:: Work order ::
Where a line of the records holds the string "grinder", copy that line.

======== Data supplied ========

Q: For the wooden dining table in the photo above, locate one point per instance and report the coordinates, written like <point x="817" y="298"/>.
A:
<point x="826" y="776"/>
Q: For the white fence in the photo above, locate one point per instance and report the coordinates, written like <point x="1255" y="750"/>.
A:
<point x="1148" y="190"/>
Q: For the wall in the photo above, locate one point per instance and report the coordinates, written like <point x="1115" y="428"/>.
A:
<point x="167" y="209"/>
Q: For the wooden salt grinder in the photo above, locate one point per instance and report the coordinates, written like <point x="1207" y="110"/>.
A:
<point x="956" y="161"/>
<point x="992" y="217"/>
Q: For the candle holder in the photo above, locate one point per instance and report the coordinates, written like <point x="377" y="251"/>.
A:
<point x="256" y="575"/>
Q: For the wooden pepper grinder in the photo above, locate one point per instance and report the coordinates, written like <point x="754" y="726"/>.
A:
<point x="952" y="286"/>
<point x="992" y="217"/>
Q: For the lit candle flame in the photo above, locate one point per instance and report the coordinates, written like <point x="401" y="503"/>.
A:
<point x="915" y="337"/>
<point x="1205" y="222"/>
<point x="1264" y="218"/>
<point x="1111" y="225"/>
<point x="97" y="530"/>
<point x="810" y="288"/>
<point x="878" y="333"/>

========

:: Written answer ::
Q: For the wooden salt grinder in the photo above, locate one point per instance and report the coordinates, written like <point x="1207" y="110"/>.
Q: For the wooden pepper grinder in the photo above, locate one point per instance and report the coordinates, written like <point x="754" y="726"/>.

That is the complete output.